**EXERCISE DETAILS**
Copy the material below, starting at the line that contains "Put one marker on each instance of the snowy" and continuing through the end, keeping every line and adding 96 to each coordinate in the answers only. Leave all other coordinates unchanged, and omit the picture lines.

**GIVEN ENTRIES**
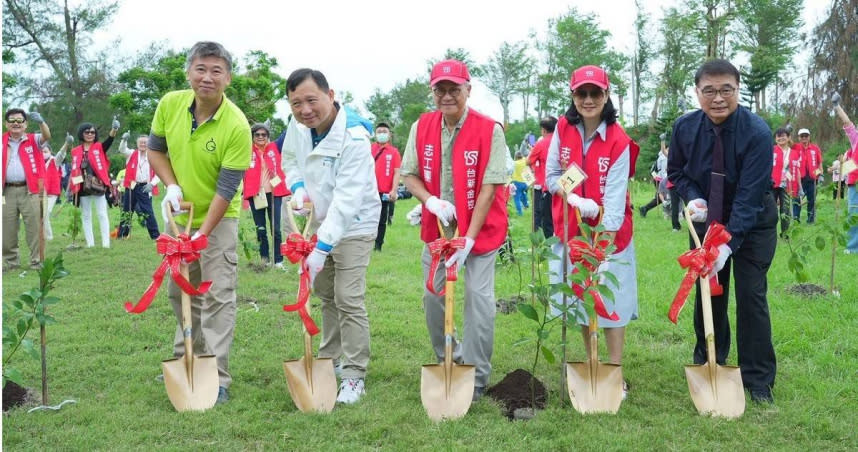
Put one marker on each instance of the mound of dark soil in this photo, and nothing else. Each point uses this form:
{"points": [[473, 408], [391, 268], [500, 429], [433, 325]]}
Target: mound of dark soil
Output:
{"points": [[13, 395], [513, 391], [806, 289]]}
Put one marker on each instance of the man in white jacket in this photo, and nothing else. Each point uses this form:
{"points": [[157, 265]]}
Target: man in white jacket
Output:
{"points": [[328, 162]]}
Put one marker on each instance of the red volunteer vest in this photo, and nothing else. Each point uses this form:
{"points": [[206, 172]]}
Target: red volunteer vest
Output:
{"points": [[470, 157], [812, 159], [31, 160], [777, 166], [601, 156], [52, 177], [387, 161], [97, 161], [131, 171]]}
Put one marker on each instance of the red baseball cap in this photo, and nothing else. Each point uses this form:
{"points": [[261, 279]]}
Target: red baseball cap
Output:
{"points": [[452, 70], [593, 75]]}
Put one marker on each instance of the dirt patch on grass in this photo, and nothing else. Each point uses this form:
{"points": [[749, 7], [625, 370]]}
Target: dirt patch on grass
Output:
{"points": [[514, 392], [806, 290]]}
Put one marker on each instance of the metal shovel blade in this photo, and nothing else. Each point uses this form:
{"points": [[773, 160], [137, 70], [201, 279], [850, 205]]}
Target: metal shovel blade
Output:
{"points": [[717, 391], [595, 387], [447, 393], [194, 391], [312, 383]]}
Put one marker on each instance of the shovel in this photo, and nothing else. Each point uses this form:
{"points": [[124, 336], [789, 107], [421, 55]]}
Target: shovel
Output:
{"points": [[191, 381], [715, 389], [312, 382], [446, 389], [594, 387]]}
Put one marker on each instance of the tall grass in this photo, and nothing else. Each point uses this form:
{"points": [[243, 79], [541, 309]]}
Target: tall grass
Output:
{"points": [[107, 360]]}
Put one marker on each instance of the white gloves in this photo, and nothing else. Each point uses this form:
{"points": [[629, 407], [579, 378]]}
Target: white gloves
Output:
{"points": [[587, 207], [699, 209], [724, 252], [171, 199], [461, 255], [315, 262], [444, 210], [298, 199]]}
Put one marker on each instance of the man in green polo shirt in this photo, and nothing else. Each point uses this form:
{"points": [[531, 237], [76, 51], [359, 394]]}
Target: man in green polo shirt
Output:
{"points": [[201, 141]]}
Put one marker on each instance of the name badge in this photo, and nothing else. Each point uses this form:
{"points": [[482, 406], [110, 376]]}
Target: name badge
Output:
{"points": [[572, 178]]}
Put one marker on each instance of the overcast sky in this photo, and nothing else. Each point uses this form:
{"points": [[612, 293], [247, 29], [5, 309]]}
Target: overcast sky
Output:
{"points": [[364, 45]]}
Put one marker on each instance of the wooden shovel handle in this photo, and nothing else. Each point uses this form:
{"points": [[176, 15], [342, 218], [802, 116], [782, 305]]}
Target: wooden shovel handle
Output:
{"points": [[184, 205]]}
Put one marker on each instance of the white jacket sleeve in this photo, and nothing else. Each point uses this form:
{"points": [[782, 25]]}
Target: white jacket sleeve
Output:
{"points": [[355, 178], [288, 157]]}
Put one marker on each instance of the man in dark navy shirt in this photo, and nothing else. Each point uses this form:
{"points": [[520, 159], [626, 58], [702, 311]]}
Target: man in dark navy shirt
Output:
{"points": [[747, 210]]}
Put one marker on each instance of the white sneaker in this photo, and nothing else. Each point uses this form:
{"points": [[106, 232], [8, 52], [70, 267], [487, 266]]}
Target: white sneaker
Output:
{"points": [[351, 390]]}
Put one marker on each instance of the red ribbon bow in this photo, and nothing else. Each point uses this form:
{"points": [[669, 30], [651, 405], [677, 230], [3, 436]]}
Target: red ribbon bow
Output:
{"points": [[175, 250], [443, 248], [698, 262], [579, 251], [296, 248]]}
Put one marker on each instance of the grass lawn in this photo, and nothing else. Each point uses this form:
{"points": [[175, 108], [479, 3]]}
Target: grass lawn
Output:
{"points": [[107, 361]]}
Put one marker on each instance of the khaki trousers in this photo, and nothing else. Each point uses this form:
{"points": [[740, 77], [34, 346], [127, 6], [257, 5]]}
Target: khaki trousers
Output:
{"points": [[479, 311], [341, 285], [212, 314], [18, 202]]}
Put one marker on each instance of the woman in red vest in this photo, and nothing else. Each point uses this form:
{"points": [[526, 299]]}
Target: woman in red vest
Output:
{"points": [[264, 180], [781, 175], [90, 158], [589, 136]]}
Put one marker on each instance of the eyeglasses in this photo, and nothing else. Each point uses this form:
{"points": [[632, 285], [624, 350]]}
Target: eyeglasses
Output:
{"points": [[441, 92], [725, 92], [582, 95]]}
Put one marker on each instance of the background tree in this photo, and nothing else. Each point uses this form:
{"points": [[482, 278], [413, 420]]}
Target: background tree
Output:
{"points": [[71, 80], [507, 73], [768, 30]]}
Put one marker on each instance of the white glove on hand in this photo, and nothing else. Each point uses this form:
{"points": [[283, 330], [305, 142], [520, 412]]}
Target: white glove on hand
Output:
{"points": [[588, 207], [444, 210], [171, 200], [298, 199], [724, 252], [315, 262], [699, 209], [461, 255]]}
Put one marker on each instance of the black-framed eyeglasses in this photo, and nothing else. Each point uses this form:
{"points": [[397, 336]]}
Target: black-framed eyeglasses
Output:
{"points": [[725, 92], [441, 92], [595, 94]]}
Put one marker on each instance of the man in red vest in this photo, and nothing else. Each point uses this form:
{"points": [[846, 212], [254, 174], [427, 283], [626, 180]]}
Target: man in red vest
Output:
{"points": [[23, 178], [140, 184], [541, 195], [455, 164], [811, 169], [387, 162]]}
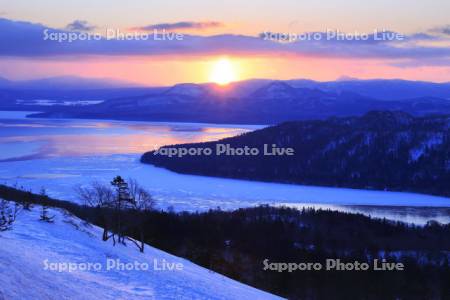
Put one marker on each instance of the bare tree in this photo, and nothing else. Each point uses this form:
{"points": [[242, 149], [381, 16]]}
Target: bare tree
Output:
{"points": [[100, 196], [44, 209], [8, 214], [141, 202], [121, 208]]}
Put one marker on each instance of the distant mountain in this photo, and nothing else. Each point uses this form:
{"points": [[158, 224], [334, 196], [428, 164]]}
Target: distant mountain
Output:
{"points": [[383, 89], [264, 103], [380, 150]]}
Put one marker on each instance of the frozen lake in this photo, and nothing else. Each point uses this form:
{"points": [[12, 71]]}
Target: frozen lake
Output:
{"points": [[60, 154]]}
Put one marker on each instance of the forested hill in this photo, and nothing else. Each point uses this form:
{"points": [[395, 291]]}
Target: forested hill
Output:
{"points": [[380, 150]]}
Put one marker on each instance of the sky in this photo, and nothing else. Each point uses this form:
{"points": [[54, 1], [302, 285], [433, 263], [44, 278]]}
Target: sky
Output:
{"points": [[281, 39]]}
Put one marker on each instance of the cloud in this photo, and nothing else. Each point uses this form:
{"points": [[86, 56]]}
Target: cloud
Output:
{"points": [[182, 26], [80, 25], [26, 39]]}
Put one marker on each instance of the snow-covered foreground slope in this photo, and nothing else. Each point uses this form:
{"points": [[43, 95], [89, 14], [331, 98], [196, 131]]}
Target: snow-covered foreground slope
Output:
{"points": [[32, 246]]}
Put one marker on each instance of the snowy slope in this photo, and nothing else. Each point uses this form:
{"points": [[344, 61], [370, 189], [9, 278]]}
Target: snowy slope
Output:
{"points": [[25, 249]]}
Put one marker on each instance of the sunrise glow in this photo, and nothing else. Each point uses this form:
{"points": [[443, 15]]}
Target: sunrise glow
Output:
{"points": [[223, 72]]}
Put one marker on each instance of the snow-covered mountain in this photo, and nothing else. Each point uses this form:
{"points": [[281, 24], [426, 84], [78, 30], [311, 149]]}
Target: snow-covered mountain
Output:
{"points": [[33, 251]]}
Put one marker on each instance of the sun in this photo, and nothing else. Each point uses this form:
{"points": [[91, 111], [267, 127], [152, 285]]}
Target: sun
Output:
{"points": [[223, 72]]}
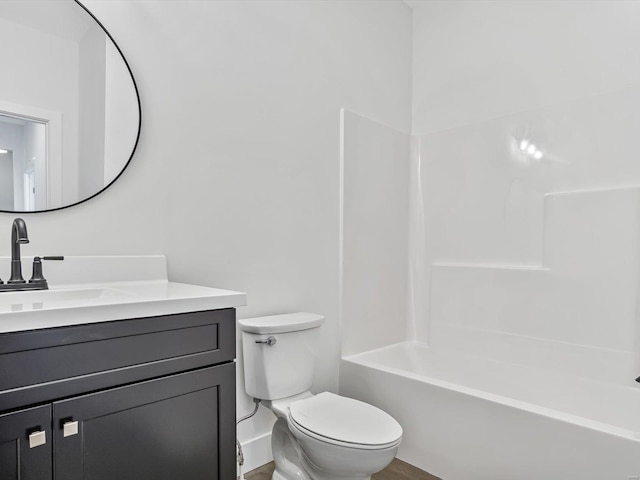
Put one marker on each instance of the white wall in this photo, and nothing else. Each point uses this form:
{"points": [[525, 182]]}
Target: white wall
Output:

**FINAL ANSWER**
Put one marker on each instance of the snowy slope in this photo, and nothing else. Each point uses this form:
{"points": [[344, 61], [370, 189], [9, 278]]}
Target: snowy slope
Output:
{"points": [[121, 345]]}
Put one marker on each instance of the sunrise glow in this photo, and nothing else. Each point uses this form:
{"points": [[443, 15]]}
Target: sunrise glow
Output:
{"points": [[319, 168]]}
Put one marker on each instance of the snow-covered mountain in this photo, and nothing else. Each point uses this form:
{"points": [[281, 24], [426, 84], [78, 30], [311, 149]]}
Target: snow-covered mountain
Output:
{"points": [[129, 347]]}
Put one marker on each instance of the sun in this photo, and nothing else. Each point uses this form:
{"points": [[91, 111], [267, 127], [152, 285]]}
Target: sun
Output:
{"points": [[319, 168]]}
Put one marker on each instance of the white wall in this photo, and nothing else. Each point uses this form:
{"points": [[525, 182]]}
Target: white wall
Output:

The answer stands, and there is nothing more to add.